Algae on Water Supplies

By and large the answer is yes. But there are some variations to be included.

Algae and cyanobacteria are tiny organisms that occur naturally in saltwater and freshwater. Individual organisms can often only be seen under a microscope, although with some species, individuals can join together to form colonies visible to the naked eye. It is important to understand the similarities and differences between algae and cyanobacteria as both groups can have distinct impacts on surface water quality.

Benefits of Algae

Algae is beneficial in the simplest manner because algae release oxygen as part of their metabolism, they serve to oxygenate the water. Green algae are preferred because blue-green algae float on the surface and are associated with water quality problems. Algae also play an important part in the aquatic food chain, as they are the main food source for zooplankton and small fish, which in turn serve as food for larger fish and other wildlife. To have more algae in the water means that more carbon dioxide is used from the atmosphere and that more oxygen is released into the atmosphere. Algae require warmth, sunlight, and nutrients to grow and reproduce. They are found in the upper 200-300 feet of ocean water. The upper layer of water, known as the epipelagic zone, is rich in oxygen, penetrated by sunlight, and warmer than water at lower levels.

Algae, specifically the type of algae that exists in a specific water source can also be beneficial in another manner. Algae are good indicators of the atrophic status of a water body, that is, the degree of pollution and nutrients in that water. A lake dominated by green algae and diatoms is relatively "clean" oligotrophic water, whereas dominance by bloom-forming blue-green algae indicates a more polluted or eutrophic condition, typically caused by the troublesome Cyanobacteria.

Cyanobacteria are members of a group known as eubacteria or true bacteria. For a long time they were not recognized as bacteria, more often being referred to as blue-green algae. All bacteria belong to a group of organisms known as prokaryotes, a Latin word meaning 'before nucleus'. Bacteria have no organized nucleus. Cyanobacteria are classified as bacteria, not algae, since their genetic material is not organized in a membrane-bound nucleus. Unlike other bacteria, they have chlorophyll and use the sun as an energy source. They are often referred to as 'blue-green' since the first cyanobacteria identified were bluish-green in color. However, not all members are in this color. Some are olive or dark green, and others are even purplish in color.

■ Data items
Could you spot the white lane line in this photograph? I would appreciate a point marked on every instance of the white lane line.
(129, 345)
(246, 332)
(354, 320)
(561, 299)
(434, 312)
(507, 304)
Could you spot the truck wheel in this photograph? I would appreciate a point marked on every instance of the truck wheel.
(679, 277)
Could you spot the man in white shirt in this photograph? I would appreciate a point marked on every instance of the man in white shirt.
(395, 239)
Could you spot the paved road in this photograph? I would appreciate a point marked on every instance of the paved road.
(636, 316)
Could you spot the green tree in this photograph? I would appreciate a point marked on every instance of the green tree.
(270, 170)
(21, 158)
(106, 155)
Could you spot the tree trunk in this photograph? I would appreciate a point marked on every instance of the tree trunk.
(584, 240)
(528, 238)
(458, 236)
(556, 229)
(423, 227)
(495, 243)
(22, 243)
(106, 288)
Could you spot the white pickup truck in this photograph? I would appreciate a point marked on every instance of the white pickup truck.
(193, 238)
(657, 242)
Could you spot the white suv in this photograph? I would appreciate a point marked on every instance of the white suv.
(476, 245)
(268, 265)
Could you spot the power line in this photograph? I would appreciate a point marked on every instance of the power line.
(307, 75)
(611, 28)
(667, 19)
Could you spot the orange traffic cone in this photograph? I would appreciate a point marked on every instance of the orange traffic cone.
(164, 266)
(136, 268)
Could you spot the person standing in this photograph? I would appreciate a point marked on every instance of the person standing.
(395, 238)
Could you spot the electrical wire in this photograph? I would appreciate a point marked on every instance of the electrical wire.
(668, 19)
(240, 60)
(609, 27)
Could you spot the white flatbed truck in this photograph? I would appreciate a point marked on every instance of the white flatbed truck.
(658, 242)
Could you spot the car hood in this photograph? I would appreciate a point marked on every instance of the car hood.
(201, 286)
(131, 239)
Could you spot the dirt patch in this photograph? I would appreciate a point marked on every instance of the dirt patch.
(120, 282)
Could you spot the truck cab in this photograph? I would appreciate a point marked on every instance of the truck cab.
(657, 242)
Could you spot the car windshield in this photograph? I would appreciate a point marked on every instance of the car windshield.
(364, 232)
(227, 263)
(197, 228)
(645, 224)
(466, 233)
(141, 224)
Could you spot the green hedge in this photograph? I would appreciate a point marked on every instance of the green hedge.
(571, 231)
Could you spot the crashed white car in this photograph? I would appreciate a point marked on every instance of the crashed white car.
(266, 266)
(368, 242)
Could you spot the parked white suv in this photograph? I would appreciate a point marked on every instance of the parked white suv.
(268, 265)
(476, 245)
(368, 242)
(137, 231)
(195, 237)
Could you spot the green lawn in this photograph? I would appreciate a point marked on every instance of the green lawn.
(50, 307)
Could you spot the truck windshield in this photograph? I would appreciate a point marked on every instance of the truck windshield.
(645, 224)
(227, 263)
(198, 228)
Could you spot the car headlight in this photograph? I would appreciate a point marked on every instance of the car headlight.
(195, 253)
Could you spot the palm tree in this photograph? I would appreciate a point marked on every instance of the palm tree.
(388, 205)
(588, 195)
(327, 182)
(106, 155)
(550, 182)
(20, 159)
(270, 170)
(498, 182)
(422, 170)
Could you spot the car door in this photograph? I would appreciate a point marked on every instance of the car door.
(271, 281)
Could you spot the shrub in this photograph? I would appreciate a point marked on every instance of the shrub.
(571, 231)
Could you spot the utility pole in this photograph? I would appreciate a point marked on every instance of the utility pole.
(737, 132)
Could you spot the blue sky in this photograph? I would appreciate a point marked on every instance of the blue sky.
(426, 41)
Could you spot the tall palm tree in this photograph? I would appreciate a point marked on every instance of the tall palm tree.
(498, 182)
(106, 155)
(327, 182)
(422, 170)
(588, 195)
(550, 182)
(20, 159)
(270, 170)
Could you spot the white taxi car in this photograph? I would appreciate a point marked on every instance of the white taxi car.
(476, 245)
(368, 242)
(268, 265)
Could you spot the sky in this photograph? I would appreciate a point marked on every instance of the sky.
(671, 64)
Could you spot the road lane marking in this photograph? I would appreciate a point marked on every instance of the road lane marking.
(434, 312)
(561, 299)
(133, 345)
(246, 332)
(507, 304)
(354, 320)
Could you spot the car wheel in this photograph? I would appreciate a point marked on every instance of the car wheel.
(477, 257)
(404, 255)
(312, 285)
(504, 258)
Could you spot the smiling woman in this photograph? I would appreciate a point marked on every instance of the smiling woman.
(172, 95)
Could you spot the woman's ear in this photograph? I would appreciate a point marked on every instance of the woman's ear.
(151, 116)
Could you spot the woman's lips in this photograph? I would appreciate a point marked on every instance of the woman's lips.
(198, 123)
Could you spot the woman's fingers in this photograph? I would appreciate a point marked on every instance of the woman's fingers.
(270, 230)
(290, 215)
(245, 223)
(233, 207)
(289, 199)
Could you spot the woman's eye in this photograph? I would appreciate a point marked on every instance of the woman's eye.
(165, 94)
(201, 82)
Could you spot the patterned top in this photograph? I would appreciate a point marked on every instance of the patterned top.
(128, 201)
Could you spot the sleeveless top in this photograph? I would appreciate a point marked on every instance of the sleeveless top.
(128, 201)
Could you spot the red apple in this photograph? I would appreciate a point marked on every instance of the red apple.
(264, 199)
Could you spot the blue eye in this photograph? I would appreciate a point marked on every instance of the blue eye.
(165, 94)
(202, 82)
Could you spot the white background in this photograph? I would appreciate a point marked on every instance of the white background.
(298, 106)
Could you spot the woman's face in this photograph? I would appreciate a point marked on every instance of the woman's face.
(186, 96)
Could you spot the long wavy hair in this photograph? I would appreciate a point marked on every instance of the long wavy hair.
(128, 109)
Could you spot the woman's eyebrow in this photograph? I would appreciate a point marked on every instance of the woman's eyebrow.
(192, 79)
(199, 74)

■ DIRECTIONS
Extract the passage on algae on water supplies from "Algae on Water" up to and including "surface water quality.", copying it word for word.

■ EXERCISE ANSWER
Algae on Water Supplies

By and large the answer is yes. But there are some variations to be included.

Algae and cyanobacteria are tiny organisms that occur naturally in saltwater and freshwater. Individual organisms can often only be seen under a microscope, although with some species, individuals can join together to form colonies visible to the naked eye. It is important to understand the similarities and differences between algae and cyanobacteria as both groups can have distinct impacts on surface water quality.